[Dataset excerpt]

— Start —

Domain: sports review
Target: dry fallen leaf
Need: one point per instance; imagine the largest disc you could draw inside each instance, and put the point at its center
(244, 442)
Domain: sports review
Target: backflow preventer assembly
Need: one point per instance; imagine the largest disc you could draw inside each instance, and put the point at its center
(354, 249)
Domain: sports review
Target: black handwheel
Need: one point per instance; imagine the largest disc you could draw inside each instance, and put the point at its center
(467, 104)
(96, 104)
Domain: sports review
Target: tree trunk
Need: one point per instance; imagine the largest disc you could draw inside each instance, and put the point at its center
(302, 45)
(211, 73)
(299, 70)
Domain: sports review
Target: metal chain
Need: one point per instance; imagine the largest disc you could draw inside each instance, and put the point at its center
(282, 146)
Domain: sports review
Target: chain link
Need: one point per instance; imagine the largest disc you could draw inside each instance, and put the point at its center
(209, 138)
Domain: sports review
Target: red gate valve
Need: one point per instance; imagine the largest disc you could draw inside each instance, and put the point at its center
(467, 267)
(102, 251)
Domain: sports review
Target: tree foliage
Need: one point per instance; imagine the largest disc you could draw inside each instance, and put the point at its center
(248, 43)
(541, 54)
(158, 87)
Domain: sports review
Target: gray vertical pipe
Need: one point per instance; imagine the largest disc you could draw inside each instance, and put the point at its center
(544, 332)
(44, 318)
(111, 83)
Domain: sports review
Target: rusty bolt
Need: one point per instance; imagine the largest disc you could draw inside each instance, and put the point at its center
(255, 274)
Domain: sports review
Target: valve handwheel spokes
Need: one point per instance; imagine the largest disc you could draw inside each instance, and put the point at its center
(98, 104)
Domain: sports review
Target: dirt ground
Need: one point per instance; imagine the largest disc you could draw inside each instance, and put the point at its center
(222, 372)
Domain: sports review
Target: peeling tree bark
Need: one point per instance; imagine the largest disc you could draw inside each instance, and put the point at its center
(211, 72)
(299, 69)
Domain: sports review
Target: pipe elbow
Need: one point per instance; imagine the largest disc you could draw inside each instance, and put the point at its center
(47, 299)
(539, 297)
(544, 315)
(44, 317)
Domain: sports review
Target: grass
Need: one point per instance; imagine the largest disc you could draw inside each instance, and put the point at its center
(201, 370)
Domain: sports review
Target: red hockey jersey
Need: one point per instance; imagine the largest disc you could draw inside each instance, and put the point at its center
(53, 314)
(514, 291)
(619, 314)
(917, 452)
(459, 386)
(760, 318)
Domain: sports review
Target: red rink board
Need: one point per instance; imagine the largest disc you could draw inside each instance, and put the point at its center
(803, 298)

— End —

• **What this task involves**: Transcribe every entry exactly, omitting nothing.

• **Exercise output**:
Domain: sports review
Target: dry fallen leaf
Need: one point per instance; imagine the largest disc you could draw inside each instance, and put the point at its center
(244, 442)
Domain: sports review
Target: backflow preventer assembly
Need: one point per instance; imagine the largest disc you could draw inside each instance, and put the point at its center
(354, 249)
Domain: sports review
Target: black handwheel
Need: one point per instance; imagine the largest disc you could draw inside each instance, and put the point at its center
(467, 104)
(96, 104)
Domain: sports review
Target: tree trunk
Need: one point per instance; imagine the largest disc you could draw inside each instance, and put the point at its center
(302, 45)
(211, 73)
(299, 70)
Domain: sports review
Target: metal chain
Need: one point per instance; imagine the largest disc you could draw inside each instance, and put the point at its center
(282, 146)
Domain: sports review
Target: chain link
Need: one point per instance; imagine the largest disc you could draw inside each instance, and put the point at its center
(209, 138)
Domain: sports review
Target: red gate valve
Need: one point per instance; imagine the largest disc you could draw inside each instance, and put the point at its center
(467, 267)
(102, 251)
Domain: sports review
Target: tree foliage
Need: one point per instance; imagine the largest disc you could draw inside each instance, and put the point at its center
(248, 43)
(541, 54)
(158, 87)
Domain: sports review
Target: gray vertical pipe
Need: one point per instance; imagine the largest disc you could draw inside each instance, and put the point at its center
(544, 332)
(44, 318)
(111, 83)
Domain: sports review
Target: rusty bolt
Need: one point per instance; imagine the largest disc you could draw inside each instance, and put the point at its center
(255, 274)
Domain: sports review
Target: valve handwheel spokes
Need: one point per instance; imagine the largest disc you could draw inside each instance, and put the point at its center
(98, 104)
Domain: sports review
Target: dirt ground
Need: one point per instance; imagine the largest disc you could draw inside each instance, and put the point at its center
(222, 372)
Domain: sports review
Target: peeling tree bark
Need: one point per instance; imagine the largest disc you could draw inside each instance, and put the point at its center
(211, 72)
(299, 69)
Domain: sports review
Target: pipe elbow
Need: one point per instance; imagine the largest disc you could draw inside each instance, and put the point at its center
(47, 299)
(539, 297)
(544, 315)
(44, 317)
Domain: sports review
Target: grass
Need: one point per instance; imagine the largest disc you could draw inside each instance, and put the point at its center
(201, 370)
Domain: sports review
Target: red hockey jersey
Need: one point per instance; imagine the largest disc you could draw inside each instance, and put the point at its center
(53, 314)
(514, 291)
(619, 314)
(917, 452)
(459, 386)
(760, 318)
Domain: sports review
Target: red rink board
Need: one point per instance; imagine the largest disc you could draw inside each instance, and put the point at its center
(803, 298)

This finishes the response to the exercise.